**Written request:** Count the rows below that contain the word "white". Reply with the number alone.

——

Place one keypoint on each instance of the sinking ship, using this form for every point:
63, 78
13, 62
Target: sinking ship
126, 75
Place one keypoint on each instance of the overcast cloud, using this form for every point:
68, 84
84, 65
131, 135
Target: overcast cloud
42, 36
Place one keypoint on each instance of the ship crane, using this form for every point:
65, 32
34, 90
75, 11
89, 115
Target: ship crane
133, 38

——

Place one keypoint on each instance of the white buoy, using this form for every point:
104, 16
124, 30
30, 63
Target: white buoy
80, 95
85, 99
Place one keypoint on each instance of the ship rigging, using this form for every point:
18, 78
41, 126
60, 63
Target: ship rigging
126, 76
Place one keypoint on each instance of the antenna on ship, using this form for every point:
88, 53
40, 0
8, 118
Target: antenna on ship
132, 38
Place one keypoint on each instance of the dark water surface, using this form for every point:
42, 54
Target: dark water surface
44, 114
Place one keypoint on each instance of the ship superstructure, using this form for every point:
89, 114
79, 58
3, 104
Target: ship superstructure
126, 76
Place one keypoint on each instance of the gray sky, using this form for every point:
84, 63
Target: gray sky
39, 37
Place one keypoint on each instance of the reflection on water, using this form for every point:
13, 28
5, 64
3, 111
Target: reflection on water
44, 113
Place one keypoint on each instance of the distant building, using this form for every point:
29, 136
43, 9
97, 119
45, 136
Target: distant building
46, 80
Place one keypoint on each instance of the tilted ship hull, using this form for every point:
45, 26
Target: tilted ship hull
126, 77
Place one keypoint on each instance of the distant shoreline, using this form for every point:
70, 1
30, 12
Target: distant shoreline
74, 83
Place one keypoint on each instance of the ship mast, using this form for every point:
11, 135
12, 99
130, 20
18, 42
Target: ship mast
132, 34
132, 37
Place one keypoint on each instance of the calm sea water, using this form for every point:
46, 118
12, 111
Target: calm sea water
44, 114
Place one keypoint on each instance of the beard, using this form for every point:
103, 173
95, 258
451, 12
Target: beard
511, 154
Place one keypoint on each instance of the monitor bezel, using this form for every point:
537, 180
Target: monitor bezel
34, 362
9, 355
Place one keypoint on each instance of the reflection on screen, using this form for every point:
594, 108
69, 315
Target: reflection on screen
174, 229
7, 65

——

**The completed task:** 2